§ Task directions: Your answer is a copy of every line in the records where "lens" appears.

§ Data for the task:

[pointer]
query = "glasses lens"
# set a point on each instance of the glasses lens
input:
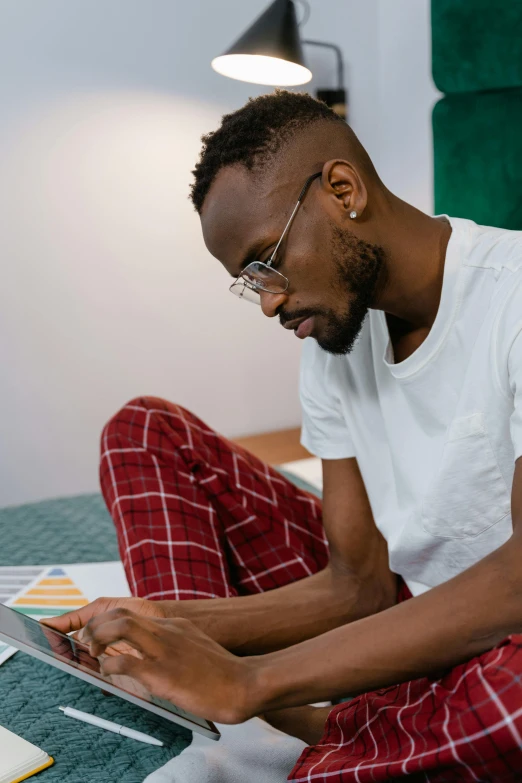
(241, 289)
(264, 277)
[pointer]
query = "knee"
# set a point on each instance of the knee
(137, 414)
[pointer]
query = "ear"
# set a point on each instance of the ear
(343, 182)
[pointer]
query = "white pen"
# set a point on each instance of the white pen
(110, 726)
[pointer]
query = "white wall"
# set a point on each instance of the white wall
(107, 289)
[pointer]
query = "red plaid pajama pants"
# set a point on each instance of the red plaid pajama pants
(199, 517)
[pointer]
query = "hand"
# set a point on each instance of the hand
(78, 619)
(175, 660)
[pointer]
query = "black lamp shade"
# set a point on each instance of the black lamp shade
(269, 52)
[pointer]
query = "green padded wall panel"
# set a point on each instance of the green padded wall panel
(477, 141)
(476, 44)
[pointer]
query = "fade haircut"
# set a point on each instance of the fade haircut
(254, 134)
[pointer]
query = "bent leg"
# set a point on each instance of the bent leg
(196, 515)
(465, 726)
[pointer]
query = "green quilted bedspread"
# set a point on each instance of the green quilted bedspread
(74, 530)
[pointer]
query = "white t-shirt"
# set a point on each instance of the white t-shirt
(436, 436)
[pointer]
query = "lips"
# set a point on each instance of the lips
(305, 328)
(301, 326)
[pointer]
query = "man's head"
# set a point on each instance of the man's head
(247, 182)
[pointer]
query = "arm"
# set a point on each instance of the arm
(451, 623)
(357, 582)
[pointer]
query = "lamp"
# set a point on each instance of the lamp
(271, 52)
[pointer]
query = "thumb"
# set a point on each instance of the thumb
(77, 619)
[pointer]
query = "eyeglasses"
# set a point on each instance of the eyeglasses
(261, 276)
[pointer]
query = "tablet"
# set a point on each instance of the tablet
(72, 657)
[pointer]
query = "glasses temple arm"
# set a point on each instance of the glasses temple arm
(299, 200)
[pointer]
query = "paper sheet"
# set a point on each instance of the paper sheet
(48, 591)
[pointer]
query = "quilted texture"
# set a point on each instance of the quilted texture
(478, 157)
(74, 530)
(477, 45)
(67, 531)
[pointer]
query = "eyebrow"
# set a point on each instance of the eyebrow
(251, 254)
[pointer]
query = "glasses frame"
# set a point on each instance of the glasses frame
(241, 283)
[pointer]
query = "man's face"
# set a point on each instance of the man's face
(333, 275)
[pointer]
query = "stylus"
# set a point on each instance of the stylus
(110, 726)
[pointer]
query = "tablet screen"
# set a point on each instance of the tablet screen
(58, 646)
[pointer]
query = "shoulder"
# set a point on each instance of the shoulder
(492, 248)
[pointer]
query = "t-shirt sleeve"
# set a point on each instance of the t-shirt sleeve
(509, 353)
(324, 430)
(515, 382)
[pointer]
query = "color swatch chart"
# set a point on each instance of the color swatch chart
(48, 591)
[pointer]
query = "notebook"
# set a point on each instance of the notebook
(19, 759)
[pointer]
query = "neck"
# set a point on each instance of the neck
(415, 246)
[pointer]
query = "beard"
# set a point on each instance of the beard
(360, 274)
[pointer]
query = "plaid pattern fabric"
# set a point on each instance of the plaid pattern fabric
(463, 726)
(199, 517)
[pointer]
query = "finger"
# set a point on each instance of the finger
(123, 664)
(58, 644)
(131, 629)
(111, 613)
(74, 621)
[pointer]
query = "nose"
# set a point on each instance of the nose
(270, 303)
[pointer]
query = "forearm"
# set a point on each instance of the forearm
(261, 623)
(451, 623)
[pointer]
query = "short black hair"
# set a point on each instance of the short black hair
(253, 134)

§ Result of this exercise:
query = "glasses lens"
# set a point on each instance of the glasses lens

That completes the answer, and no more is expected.